Start of PROVIDED TEXT

Victory for South Bend Rate Payers
On Monday, January 13, 2003, the South Bend Common Council voted 8-1 to raise water/sewer rates for the first time in 15 years.
Although raising rates was a victory for the City and the environment, the big victory is the way the new rates are structured.
Large users will no longer receive massive subsidies for water consumption and treatment in South Bend.
Heading toward fair and equitable
In the past the City granted deep discounts to large water/sewer users in the commercial and industrial sectors.
On average all classes of users paid 32% less than homeowners and small businesses. And the average industrial user paid 37-42% less than a homeowner or small business.
But average figures hide the huge discounts granted to the largest users of all. The considerable discounts come to light when the largest users' rates were increased to close the gap with residential rates.
According to the South Bend Tribune (Jan. 20, 2003, A7) the City's original rate proposal would have raised Notre Dame's rate 400%.
This means the largest users were receiving water and sewer services up to 400% below the cost of providing the service.
The rates the Common Council adopted are much less than the City originally asked for and represent a significant compromise with the largest users.
The South Bend Municipal Sewage Works estimates the I/N Tek steel factory in New Carlisle will pay 81% more under the new rates, and the University of Notre Dame will pay 79% more.
Both increases are considerably less than 400%. So the large users are still not paying their fair share of costs.
According to the City of South Bend Municipal Sewage Works the largest users are:
- I/N Tek steel plant
- University of Notre Dame
- New Energy Company of Indiana
- AlliedSignal Aerospace Co.
- Memorial Hospital
- Holy Cross Services (St. Mary's College)
- South Bend Community School Corporation
- Kokoku Wire Industries
- St. Joseph Medical Center
- Aramark Uniform Services
- Williams, Ralph M.

End of PROVIDED TEXT

* [EXERCISE INSTRUCTIONS]:
1) According to the article on South Bend's water and sewer rates, how much more will the University of Notre Dame pay under the new rates?
2) Write the next part of the article on South Bend's water and sewer rates, picking up right after its final line.

Start of ENTRIES PROVIDED

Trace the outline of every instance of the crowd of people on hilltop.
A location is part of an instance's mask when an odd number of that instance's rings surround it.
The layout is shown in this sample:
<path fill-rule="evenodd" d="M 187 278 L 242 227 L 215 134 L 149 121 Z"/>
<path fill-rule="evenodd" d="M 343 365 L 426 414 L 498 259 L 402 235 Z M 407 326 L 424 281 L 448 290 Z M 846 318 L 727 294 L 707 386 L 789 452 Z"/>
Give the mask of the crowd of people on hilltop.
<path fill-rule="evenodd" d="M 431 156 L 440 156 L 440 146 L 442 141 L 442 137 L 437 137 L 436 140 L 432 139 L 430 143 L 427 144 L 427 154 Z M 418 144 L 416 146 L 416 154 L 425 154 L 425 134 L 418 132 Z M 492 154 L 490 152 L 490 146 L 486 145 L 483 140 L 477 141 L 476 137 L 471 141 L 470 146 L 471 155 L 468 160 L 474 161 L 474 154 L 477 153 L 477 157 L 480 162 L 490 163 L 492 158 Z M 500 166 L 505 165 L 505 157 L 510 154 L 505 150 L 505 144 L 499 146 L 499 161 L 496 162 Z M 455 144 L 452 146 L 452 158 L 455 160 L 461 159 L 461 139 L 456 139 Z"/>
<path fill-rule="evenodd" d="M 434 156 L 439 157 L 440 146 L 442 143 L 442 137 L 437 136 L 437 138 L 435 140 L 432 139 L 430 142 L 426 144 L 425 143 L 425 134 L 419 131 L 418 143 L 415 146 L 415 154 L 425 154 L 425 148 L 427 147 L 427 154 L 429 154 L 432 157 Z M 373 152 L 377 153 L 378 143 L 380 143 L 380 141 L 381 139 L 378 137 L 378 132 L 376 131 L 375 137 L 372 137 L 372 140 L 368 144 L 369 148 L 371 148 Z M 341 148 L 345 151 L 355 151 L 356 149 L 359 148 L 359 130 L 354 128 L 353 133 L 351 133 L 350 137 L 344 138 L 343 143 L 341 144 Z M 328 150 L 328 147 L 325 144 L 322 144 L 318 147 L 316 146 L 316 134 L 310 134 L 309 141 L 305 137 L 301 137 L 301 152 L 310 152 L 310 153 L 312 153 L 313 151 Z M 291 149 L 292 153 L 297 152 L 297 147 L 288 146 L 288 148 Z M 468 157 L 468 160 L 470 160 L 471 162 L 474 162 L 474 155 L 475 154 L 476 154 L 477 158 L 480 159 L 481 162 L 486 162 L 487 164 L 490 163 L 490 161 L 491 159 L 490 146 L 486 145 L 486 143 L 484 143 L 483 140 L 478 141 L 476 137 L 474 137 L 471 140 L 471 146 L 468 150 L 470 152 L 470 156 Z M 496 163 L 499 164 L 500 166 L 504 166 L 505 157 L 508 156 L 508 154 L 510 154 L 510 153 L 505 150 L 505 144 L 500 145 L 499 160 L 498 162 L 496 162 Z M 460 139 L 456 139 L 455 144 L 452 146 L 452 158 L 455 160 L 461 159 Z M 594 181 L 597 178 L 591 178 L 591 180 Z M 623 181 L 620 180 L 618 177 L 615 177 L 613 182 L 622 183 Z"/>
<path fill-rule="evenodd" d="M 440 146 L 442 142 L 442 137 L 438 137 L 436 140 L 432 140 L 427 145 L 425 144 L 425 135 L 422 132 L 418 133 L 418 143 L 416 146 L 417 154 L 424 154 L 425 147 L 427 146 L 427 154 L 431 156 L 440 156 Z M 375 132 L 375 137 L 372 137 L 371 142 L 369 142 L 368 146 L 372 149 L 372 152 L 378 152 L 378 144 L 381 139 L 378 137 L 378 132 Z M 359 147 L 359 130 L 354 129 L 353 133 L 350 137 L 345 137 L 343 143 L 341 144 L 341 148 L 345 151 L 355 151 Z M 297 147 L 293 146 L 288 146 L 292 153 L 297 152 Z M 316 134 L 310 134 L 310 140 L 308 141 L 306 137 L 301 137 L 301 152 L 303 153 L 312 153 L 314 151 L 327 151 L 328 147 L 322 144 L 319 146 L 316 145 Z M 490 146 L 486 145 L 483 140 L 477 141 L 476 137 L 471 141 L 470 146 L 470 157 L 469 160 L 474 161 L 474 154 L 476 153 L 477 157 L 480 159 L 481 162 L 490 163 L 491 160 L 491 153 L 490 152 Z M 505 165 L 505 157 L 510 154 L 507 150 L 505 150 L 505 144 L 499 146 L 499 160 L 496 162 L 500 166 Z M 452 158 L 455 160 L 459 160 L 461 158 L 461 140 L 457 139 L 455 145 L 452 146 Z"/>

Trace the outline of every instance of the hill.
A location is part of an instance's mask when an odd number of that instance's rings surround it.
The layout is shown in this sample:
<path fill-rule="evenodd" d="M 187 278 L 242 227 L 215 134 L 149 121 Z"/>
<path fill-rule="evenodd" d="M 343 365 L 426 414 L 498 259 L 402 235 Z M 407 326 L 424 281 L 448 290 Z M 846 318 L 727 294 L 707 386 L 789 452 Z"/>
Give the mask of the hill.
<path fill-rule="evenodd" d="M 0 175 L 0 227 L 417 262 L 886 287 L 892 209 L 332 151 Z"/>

End of ENTRIES PROVIDED

* [ANSWERS FOR THIS EXERCISE]:
1) The University of Notre Dame will pay 79% more.

2)
Corporate welfare South Bend style
95% of South Bend rate payers use 2000 cubic gallons or less of water per month. This huge majority of users paid more per unit for their water and sewer services than the top 5% of rate payers.
In effect small users have subsidized the large users for at least 15 years, if not longer. This subsidy is a transfer of wealth from 95% of rate payers to the top 5% of rate payers, from residential and small business customers to the biggest corporations in the county.
Voices of ecological sanity
The St. Joe Valley Greens were the only public voices in favor of the new rate structure at the Common Council meeting.
Some Greens acknowledged the proposed rate structure as a useful compromise. Other Greens said the proposed structure didn't go far enough to redress the imbalance in assigning costs for use and pollution. The latter pointed out that the proposed compromise rate structure still favored the large users and created public debt which would be unnecessary if large users paid their fair share immediately.
All Greens expressed concern that the proposed structure would delay implementing plans to contain and eliminate combined sewer overflows (CSO). Greens also pleaded that the Council take into account rate payers on fixed incomes and low wages when voting on the proposed water/sewer rates.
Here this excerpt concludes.